SHORT PROBLEM A ▸
According to the climate policy article, how many authors does the Synthesis Report have?

EXTRACT TO READ ▸

Two degrees -- that value has long been the guideline for international climate policy. Were the increase in average global temperatures held below 2 degrees Celsius (3.6 degrees Fahrenheit), then drastic climate change and long-term irreversible damage -- like the melting of Greenland's glaciers -- could still be avoided. Or so it was thought.
The world may be heating up faster than we thought.
But a new study by an international research team has determined that the two-degree goal is no longer achievable.
Even today's atmospheric levels of greenhouse gases such as carbon dioxide are high enough to cause a global increase in temperature of between 2 and 2.4 degrees Celsius. "Drastic and immediate" emissions reductions would be "impossible," the paper, which was presented in Brussels on Thursday, argues. The concentration of these gases will thus continue to increase in upcoming decades. The researchers write: "An overshoot of the atmospheric greenhouse gas concentrations needed to constrain global warming to 2 degrees Celsius is thus inevitable."
The paper is 39 pages long and includes among its 12 authors Nicolas Stern, a London-based environmental economist, and Hans-Joachim Schellnhuber, director of the Potsdam Institute for Climate Impact Research. The "Synthesis Report" summarizes the results of the Climate Change Congress that took place in Copenhagen in March -- an event which included roughly 2,500 participants and over 1,400 papers.

(Named object pointing entries)
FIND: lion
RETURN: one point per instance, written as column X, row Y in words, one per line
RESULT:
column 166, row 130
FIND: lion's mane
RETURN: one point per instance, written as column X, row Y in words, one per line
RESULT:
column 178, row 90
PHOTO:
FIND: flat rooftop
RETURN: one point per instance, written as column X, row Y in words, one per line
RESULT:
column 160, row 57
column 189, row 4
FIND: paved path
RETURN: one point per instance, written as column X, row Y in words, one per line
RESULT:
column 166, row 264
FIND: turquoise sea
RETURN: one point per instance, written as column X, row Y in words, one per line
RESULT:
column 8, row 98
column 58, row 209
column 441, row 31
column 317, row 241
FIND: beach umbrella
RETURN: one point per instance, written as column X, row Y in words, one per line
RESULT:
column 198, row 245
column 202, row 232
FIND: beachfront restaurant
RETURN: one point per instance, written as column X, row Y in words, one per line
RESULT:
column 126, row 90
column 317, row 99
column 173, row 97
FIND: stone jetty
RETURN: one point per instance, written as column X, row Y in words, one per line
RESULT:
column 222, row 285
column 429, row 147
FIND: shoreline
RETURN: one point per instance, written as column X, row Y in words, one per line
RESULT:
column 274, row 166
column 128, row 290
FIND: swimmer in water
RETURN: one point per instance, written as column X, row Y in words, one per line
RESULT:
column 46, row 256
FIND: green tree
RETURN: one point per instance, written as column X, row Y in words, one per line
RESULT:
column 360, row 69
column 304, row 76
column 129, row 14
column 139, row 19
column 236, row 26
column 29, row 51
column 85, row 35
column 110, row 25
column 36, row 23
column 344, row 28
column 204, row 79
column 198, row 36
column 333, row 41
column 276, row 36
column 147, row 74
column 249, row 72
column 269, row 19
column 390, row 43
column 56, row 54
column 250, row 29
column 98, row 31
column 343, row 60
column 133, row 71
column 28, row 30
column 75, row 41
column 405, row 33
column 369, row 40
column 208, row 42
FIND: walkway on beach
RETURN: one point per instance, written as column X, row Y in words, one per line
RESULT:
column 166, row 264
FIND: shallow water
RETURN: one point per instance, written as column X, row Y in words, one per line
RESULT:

SHORT PROBLEM B ▸
Write out the entries line for line, from their very first line down through the line that contains "column 46, row 256".

FULL RESPONSE A ▸
12

FULL RESPONSE B ▸
FIND: lion
RETURN: one point per instance, written as column X, row Y in words, one per line
RESULT:
column 166, row 130
FIND: lion's mane
RETURN: one point per instance, written as column X, row Y in words, one per line
RESULT:
column 178, row 90
PHOTO:
FIND: flat rooftop
RETURN: one point per instance, written as column X, row Y in words, one per line
RESULT:
column 160, row 57
column 189, row 4
FIND: paved path
RETURN: one point per instance, written as column X, row Y in words, one per line
RESULT:
column 166, row 264
FIND: turquoise sea
RETURN: one point per instance, written as column X, row Y in words, one per line
RESULT:
column 8, row 98
column 58, row 209
column 441, row 31
column 317, row 241
FIND: beach umbrella
RETURN: one point per instance, written as column X, row Y in words, one per line
RESULT:
column 198, row 245
column 202, row 232
FIND: beachfront restaurant
RETURN: one point per instance, written as column X, row Y in words, one per line
RESULT:
column 126, row 90
column 317, row 99
column 173, row 97
FIND: stone jetty
RETURN: one point per instance, written as column X, row Y in words, one per line
RESULT:
column 222, row 285
column 429, row 147
FIND: shoreline
RETURN: one point per instance, written as column X, row Y in words, one per line
RESULT:
column 274, row 166
column 128, row 290
FIND: swimmer in water
RETURN: one point per instance, written as column X, row Y in words, one per line
RESULT:
column 46, row 256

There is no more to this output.